● WHAT YOU WILL DO
Show every line of the data below that includes the word "identify".

(Photo-based referring expression data)
****************
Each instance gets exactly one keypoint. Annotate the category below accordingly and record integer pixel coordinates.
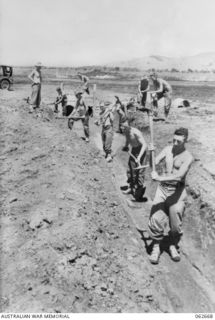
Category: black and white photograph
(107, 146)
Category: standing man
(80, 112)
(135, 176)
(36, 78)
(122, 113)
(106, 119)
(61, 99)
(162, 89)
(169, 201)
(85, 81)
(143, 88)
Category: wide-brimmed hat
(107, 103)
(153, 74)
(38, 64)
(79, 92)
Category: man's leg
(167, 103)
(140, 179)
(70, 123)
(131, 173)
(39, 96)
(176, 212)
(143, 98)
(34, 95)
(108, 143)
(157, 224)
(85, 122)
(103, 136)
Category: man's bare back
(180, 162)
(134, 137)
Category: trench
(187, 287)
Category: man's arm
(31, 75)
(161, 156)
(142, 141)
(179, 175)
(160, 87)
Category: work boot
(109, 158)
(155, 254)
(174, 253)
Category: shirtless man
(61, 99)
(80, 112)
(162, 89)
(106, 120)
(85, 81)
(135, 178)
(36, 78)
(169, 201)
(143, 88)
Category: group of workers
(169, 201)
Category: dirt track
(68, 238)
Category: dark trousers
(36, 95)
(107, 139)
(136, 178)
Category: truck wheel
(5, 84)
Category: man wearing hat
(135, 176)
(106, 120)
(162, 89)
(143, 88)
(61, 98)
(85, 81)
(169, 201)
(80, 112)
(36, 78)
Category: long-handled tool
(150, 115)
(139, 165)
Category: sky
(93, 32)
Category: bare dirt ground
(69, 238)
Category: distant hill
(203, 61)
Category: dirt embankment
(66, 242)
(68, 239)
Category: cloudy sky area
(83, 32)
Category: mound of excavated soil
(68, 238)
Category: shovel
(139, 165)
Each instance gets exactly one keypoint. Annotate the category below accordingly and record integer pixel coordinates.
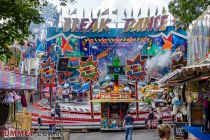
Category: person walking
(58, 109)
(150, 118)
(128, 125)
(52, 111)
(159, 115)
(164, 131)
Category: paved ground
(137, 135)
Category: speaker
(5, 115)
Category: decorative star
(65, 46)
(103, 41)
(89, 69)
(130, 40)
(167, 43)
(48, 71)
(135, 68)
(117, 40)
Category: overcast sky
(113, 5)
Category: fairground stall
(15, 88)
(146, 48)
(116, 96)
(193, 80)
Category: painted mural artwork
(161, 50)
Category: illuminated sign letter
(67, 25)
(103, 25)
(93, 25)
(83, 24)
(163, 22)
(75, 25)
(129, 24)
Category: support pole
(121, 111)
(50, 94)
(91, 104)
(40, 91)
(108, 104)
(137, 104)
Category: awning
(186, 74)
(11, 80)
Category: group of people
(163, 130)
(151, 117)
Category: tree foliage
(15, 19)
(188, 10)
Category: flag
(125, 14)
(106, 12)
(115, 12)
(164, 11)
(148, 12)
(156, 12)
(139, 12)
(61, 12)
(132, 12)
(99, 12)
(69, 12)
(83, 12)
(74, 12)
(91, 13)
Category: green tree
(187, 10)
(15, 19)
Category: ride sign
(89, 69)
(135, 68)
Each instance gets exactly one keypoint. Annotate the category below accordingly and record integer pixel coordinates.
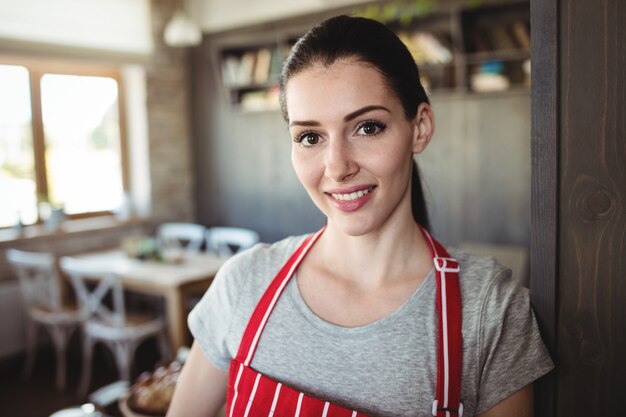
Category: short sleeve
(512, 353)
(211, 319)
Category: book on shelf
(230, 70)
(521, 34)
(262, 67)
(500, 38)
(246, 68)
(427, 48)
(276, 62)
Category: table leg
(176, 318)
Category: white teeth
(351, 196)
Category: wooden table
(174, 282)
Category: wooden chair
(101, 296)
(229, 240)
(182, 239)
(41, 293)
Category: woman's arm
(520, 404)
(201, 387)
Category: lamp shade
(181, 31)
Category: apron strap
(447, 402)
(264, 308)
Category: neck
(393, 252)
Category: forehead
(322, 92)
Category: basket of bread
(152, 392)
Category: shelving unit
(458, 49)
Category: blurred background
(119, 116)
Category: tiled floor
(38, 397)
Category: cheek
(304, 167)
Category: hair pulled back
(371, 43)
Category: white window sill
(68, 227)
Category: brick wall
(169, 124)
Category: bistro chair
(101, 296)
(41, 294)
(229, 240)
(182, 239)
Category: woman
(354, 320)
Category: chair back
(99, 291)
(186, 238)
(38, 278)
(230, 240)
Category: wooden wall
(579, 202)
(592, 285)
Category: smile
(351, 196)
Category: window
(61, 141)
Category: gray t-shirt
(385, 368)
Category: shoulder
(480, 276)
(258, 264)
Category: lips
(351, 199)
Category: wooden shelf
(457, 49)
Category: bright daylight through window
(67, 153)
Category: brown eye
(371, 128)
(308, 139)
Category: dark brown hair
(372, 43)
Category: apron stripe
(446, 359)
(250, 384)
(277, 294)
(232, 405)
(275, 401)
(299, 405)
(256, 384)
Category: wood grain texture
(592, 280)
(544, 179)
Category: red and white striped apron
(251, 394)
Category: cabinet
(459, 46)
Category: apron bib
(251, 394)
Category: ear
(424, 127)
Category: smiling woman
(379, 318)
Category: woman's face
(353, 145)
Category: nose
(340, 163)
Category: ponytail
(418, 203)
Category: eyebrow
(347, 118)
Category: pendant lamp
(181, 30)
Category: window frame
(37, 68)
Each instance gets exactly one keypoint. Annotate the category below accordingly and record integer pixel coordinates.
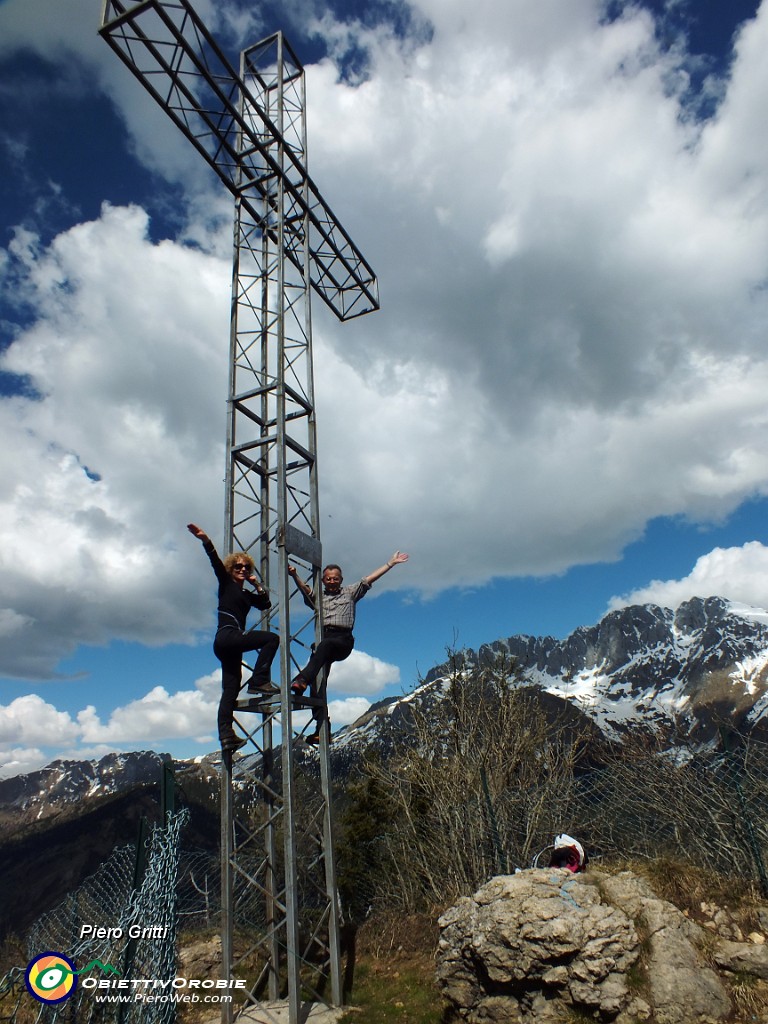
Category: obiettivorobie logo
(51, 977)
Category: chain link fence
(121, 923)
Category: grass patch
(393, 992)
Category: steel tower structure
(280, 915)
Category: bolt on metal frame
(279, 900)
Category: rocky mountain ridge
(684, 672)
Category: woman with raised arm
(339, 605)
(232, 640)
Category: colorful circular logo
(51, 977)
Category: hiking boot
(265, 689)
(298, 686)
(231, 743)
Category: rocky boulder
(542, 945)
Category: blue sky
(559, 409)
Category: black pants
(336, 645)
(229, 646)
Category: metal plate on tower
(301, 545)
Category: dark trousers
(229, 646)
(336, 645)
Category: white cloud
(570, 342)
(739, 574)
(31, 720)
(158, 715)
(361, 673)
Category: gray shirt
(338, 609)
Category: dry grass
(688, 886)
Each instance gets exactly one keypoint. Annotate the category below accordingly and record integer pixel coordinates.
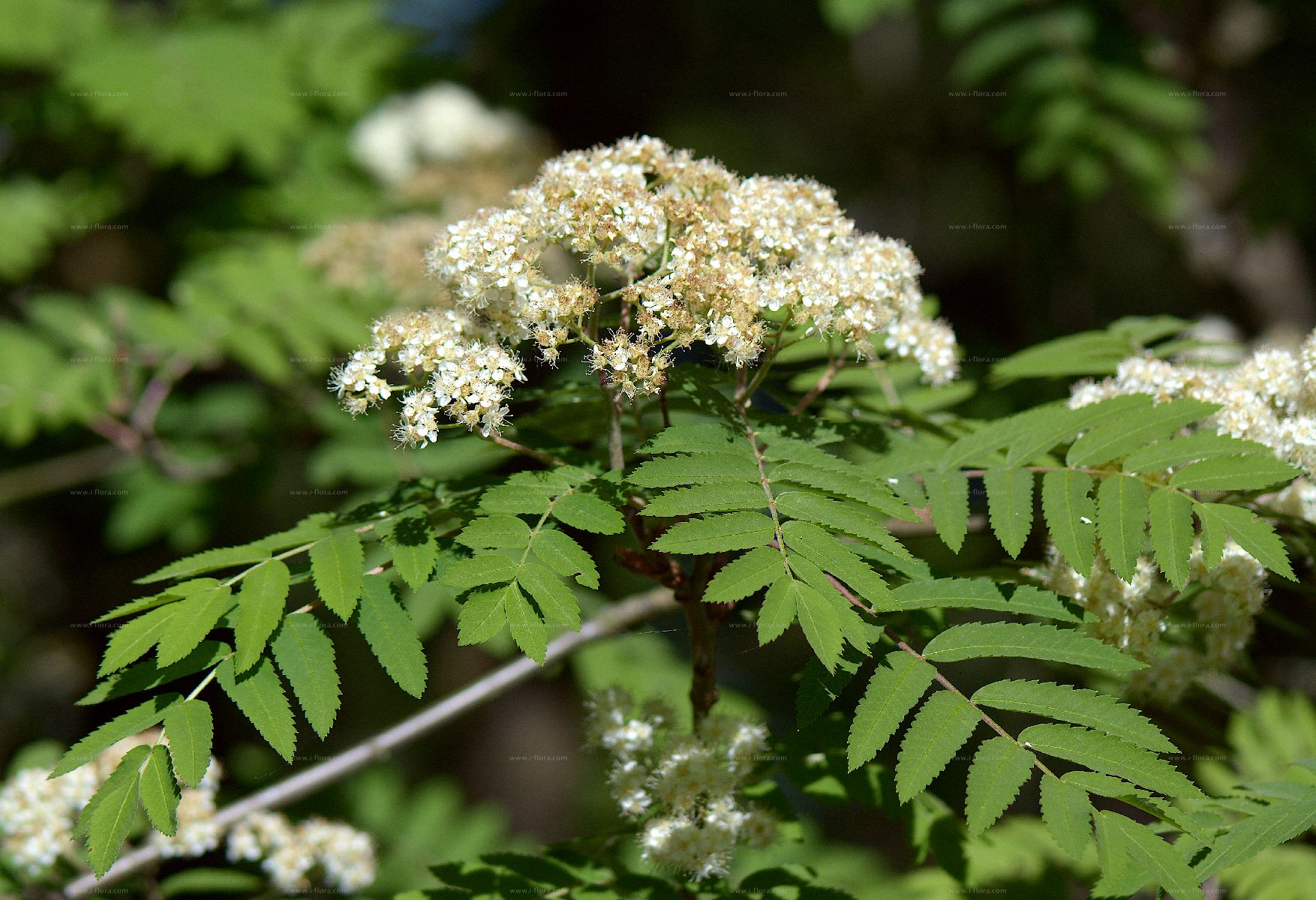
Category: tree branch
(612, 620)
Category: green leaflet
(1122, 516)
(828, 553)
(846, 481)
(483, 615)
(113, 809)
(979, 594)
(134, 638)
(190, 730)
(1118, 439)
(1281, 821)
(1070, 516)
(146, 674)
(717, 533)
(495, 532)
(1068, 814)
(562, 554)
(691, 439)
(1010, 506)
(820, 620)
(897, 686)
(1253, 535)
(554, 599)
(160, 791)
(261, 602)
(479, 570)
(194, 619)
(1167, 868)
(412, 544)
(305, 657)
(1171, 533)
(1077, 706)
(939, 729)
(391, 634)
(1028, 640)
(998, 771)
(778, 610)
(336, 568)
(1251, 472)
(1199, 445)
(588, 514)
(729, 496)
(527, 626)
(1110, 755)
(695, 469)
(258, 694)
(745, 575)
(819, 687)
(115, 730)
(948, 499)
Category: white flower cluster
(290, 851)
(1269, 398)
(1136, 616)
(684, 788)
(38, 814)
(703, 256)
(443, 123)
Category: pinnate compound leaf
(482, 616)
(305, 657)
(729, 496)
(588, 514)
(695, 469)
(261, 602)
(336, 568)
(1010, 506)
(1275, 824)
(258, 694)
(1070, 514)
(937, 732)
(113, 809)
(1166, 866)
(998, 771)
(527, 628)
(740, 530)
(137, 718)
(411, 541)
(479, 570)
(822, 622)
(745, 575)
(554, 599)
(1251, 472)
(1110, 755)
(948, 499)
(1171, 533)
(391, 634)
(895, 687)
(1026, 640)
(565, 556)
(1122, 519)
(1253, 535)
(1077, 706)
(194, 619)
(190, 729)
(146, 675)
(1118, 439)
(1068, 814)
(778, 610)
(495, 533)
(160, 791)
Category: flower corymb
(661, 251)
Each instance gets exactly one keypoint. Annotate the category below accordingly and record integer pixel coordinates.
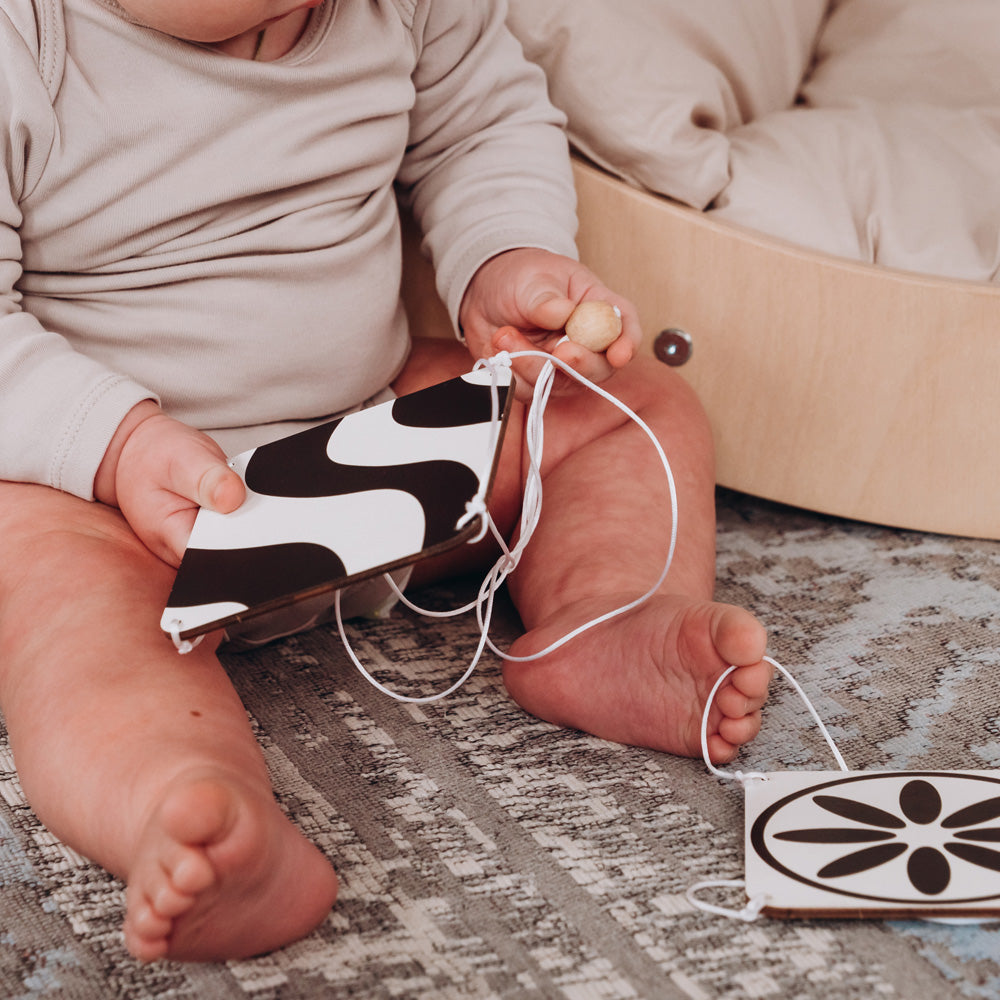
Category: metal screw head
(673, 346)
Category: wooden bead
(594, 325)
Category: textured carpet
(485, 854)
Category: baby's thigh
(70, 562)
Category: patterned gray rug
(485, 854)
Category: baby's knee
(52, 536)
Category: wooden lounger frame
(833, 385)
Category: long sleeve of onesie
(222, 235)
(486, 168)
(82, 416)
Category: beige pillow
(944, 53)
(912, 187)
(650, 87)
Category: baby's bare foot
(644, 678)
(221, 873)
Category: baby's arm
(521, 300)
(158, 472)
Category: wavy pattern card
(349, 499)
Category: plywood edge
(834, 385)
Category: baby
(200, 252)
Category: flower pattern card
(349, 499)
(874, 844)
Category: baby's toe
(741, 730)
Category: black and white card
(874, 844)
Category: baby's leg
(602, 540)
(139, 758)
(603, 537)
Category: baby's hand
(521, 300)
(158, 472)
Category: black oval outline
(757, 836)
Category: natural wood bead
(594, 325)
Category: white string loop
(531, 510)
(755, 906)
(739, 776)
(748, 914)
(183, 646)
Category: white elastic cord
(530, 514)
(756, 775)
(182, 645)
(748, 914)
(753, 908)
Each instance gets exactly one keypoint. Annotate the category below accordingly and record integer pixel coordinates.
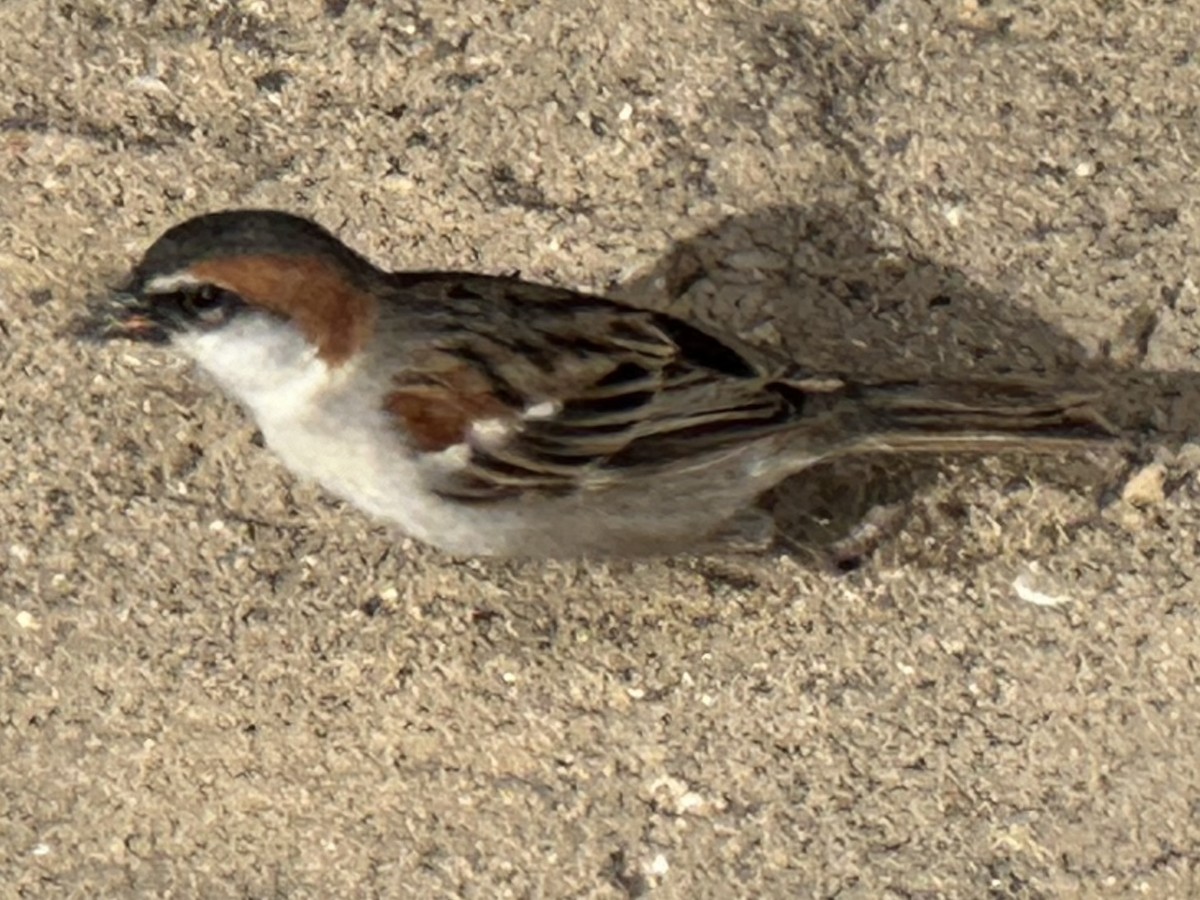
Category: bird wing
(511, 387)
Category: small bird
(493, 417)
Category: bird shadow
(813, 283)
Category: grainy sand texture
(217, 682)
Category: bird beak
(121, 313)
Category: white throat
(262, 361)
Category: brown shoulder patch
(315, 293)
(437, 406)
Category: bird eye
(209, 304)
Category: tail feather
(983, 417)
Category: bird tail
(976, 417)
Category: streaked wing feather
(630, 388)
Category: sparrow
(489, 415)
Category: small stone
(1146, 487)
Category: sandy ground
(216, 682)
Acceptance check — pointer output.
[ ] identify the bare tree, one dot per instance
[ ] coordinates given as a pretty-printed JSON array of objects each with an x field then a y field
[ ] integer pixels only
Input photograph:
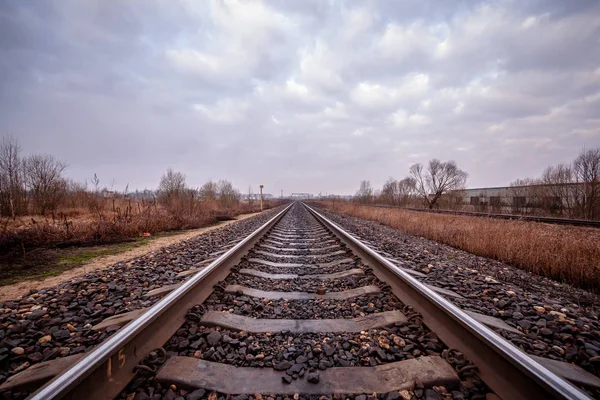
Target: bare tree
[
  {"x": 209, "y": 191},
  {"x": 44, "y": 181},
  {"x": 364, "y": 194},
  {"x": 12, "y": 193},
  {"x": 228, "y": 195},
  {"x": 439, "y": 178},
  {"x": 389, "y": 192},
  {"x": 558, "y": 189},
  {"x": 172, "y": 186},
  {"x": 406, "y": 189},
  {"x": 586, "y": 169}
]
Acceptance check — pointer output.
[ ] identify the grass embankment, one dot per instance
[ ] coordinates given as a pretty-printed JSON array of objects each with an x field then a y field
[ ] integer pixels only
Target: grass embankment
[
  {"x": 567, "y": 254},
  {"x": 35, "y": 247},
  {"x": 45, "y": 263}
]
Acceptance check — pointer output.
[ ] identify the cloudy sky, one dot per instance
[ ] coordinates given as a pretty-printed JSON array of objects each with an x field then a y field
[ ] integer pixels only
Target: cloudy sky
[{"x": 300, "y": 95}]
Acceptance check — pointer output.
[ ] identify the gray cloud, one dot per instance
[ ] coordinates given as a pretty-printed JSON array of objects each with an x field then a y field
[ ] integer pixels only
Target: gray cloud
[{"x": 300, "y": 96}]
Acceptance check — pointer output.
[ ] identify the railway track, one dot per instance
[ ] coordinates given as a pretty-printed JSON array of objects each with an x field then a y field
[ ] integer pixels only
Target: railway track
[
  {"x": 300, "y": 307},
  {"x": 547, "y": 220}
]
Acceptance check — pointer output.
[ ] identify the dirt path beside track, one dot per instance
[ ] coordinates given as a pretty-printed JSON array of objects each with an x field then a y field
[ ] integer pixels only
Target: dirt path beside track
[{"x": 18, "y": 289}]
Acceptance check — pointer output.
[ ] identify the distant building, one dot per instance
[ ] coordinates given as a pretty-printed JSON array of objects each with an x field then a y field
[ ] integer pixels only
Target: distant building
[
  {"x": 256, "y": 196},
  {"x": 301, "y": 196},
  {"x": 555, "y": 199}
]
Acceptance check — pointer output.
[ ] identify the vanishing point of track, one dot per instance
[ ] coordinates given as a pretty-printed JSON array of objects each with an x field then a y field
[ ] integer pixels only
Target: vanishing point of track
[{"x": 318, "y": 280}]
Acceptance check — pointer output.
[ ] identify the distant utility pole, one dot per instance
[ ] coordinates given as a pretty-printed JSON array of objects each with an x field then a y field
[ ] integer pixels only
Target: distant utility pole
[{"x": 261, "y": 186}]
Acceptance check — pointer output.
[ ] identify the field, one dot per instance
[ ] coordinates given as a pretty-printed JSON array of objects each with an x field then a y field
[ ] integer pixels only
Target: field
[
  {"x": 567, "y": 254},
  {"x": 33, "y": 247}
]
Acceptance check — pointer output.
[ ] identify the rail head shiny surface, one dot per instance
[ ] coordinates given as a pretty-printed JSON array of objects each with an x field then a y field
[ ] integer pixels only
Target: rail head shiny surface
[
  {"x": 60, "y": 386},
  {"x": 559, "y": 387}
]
****************
● ANSWER FOR THIS EXERCISE
[ ] identify the bare tree, one dot per instance
[ ] identify the grass embankment, one dot per instance
[ ] identify the cloudy sky, one dot per instance
[ ] identify the gray cloud, one dot per instance
[ ] identify the railway track, one dot per instance
[ ] identify the dirt path beside track, one dot per instance
[ ] identify the distant building, one dot per instance
[ ] identify the vanishing point of track, one dot per instance
[ ] identify the distant utility pole, one dot per instance
[ ] identify the field, one dot per instance
[ ] identify the rail head shiny surface, one dot per instance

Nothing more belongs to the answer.